__WORK TO DO__. Rewrite the stretch of the records from the line containing "detect bench armrest." through the line containing "[266,58,277,73]", both included, as a numbered list with blank lines left out. Include only those lines.

__DATA SUPPLIED__.
____

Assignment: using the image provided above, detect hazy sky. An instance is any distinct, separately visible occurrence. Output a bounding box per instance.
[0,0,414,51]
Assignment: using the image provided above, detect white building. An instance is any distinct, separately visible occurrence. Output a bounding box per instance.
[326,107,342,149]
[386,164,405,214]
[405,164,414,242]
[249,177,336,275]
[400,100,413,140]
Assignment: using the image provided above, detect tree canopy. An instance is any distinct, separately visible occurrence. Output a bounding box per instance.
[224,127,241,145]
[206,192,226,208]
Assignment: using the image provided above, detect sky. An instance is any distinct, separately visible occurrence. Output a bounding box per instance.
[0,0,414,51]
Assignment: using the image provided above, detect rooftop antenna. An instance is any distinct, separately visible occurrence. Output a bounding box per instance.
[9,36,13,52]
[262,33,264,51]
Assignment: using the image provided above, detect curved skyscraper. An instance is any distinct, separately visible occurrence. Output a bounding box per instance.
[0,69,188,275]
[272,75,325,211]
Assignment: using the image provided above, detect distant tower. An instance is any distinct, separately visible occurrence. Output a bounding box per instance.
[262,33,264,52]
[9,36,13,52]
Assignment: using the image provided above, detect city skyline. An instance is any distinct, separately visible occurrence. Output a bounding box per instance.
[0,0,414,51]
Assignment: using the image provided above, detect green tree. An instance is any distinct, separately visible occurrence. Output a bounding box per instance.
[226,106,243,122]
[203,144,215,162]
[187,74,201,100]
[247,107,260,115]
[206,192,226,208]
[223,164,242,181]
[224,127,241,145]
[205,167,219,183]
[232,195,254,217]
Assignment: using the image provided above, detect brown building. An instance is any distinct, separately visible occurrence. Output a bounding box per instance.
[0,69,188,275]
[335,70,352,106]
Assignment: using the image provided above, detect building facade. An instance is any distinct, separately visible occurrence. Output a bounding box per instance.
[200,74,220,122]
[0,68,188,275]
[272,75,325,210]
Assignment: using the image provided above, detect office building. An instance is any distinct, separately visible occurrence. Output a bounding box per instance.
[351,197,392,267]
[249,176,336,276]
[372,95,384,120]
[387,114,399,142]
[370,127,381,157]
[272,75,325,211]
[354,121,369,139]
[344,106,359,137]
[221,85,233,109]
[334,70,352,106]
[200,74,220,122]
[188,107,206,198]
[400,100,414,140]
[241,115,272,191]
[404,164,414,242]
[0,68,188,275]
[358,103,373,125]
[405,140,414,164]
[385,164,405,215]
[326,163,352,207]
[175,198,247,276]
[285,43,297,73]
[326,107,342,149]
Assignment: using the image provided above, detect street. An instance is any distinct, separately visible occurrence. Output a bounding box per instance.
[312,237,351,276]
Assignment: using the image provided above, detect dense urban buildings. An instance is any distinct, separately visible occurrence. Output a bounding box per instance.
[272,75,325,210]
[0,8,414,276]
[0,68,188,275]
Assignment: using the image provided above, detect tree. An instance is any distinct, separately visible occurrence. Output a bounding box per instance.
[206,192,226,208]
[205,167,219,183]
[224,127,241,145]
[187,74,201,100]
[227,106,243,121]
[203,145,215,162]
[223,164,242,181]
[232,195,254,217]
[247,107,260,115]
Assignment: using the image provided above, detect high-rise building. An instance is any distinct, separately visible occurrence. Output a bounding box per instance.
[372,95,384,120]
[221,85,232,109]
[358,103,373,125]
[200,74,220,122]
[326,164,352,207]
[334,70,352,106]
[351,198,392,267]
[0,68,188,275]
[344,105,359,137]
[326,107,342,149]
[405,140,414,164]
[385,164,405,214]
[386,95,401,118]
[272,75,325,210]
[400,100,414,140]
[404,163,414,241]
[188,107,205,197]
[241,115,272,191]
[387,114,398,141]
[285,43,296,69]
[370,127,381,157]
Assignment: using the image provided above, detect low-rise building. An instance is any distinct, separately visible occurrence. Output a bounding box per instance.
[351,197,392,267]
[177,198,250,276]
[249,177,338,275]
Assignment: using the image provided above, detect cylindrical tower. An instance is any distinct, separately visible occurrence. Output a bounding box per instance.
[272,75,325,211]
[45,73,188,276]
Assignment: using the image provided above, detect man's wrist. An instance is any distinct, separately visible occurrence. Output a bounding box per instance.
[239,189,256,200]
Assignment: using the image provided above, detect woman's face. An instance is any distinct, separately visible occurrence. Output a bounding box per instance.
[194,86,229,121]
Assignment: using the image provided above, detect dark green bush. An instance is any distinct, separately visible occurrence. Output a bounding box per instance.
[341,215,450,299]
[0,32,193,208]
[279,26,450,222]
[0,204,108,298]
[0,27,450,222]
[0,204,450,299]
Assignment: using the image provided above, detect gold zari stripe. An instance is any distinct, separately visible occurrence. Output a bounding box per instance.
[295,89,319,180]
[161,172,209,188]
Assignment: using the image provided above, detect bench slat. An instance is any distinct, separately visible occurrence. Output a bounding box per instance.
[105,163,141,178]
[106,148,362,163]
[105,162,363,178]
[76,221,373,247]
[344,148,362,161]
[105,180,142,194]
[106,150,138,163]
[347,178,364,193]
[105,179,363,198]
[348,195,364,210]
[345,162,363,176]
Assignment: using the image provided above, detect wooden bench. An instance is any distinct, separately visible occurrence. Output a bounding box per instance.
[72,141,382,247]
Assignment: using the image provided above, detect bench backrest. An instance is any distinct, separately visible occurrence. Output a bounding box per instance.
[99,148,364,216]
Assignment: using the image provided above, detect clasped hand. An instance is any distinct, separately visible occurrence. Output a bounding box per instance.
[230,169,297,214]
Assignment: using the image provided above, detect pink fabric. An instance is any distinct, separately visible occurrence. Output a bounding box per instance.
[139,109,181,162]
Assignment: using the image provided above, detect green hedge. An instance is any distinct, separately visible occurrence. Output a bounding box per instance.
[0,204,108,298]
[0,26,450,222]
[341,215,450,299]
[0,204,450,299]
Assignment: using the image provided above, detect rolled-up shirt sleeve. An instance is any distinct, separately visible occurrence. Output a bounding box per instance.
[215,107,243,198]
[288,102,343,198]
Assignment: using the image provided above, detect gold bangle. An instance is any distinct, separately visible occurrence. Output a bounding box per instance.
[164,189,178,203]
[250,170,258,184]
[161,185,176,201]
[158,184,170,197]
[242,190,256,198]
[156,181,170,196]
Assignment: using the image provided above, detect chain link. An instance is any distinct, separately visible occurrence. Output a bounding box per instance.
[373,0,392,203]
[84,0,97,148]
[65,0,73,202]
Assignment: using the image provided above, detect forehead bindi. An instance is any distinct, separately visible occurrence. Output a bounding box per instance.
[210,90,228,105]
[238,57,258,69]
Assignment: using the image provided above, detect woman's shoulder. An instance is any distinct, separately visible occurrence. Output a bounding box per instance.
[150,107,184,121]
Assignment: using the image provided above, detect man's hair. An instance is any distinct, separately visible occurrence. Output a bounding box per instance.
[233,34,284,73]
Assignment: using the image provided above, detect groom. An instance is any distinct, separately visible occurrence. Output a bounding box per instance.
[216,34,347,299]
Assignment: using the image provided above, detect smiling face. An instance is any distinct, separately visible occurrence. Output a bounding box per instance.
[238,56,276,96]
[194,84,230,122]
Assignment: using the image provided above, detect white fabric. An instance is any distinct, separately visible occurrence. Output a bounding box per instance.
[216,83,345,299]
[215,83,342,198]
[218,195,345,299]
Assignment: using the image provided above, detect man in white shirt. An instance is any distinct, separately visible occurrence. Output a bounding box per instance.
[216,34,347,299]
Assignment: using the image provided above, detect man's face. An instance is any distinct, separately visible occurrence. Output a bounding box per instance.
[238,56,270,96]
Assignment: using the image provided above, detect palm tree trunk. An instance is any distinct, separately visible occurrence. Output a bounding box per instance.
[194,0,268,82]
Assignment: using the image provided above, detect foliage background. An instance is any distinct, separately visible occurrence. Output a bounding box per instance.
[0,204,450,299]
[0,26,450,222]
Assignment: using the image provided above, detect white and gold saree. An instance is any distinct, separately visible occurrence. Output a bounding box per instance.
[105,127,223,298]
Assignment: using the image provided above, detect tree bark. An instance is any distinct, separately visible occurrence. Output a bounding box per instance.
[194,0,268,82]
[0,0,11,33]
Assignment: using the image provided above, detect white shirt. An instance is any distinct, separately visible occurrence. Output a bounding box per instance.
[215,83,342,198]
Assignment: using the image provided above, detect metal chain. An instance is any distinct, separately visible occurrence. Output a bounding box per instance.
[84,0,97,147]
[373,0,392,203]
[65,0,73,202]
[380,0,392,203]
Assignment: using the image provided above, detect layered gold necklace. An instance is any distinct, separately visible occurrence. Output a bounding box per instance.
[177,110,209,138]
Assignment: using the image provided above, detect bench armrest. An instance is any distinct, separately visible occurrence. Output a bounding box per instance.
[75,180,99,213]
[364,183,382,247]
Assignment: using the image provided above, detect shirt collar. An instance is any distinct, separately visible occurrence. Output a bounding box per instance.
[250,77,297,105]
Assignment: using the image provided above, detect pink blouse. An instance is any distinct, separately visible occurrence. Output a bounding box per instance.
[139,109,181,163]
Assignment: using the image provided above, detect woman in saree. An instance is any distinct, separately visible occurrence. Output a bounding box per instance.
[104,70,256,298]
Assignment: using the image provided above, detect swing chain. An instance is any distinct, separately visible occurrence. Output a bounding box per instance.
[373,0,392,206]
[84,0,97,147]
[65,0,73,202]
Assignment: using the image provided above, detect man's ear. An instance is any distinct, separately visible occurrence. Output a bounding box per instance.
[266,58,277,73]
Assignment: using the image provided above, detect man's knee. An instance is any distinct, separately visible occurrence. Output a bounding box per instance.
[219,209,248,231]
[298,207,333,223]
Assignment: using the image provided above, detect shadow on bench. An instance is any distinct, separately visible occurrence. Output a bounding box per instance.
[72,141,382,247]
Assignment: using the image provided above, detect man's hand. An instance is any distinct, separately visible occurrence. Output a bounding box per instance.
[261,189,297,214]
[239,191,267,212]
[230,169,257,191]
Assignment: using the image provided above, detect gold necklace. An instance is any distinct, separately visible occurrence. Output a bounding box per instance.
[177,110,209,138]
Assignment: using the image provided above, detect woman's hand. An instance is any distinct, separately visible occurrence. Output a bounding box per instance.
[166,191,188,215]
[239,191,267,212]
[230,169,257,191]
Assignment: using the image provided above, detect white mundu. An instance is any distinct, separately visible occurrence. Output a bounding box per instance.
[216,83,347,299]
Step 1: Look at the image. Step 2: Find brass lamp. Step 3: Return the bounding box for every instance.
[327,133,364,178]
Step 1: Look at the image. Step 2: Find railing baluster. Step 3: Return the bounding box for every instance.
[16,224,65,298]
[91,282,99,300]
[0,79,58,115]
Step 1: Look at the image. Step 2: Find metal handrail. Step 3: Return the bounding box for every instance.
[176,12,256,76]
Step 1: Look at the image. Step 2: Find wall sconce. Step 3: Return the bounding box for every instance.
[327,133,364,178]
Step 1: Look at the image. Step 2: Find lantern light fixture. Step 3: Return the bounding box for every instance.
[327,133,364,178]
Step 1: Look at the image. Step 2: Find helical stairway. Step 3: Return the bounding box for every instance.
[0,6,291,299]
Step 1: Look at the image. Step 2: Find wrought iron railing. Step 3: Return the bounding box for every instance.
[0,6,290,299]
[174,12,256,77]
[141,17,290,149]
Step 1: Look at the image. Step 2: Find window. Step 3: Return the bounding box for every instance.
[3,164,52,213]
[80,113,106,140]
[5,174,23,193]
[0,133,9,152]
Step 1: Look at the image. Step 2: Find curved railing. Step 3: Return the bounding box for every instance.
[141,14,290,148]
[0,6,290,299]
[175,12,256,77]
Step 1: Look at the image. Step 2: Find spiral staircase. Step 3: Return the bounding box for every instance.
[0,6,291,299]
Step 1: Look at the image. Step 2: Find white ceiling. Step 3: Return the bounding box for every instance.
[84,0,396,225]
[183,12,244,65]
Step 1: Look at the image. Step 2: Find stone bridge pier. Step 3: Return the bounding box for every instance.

____

__TASK SOLUTION__.
1. Assignment: using the image provided above, detect bench armrest. An instance is any distinct, separately visible occurrence. Output a bounding box per instance.
2. [75,180,99,213]
3. [364,183,382,247]
4. Assignment: using the image provided above, detect shirt collar. An instance is any distinct, separately visible occurrence. Output a bounding box per instance.
5. [250,77,297,105]
6. Assignment: using the image provided above, detect pink blouse. An instance is any distinct, separately visible occurrence. Output a bounding box per instance.
7. [139,109,181,163]
8. Assignment: using the image provided above, detect woman in saree. An instance is any distinct, separately visible occurrence. Output a bounding box per instance.
9. [104,70,256,298]
10. Assignment: using the image provided above, detect swing chain. An instance is any distinct, separately visible occurrence. Output a bounding box per instance.
11. [373,0,392,206]
12. [84,0,97,147]
13. [65,0,73,202]
14. Assignment: using the image provided above, detect man's ear. An instance is any distinct, separately visible occurrence. Output a bounding box per instance.
15. [266,58,277,73]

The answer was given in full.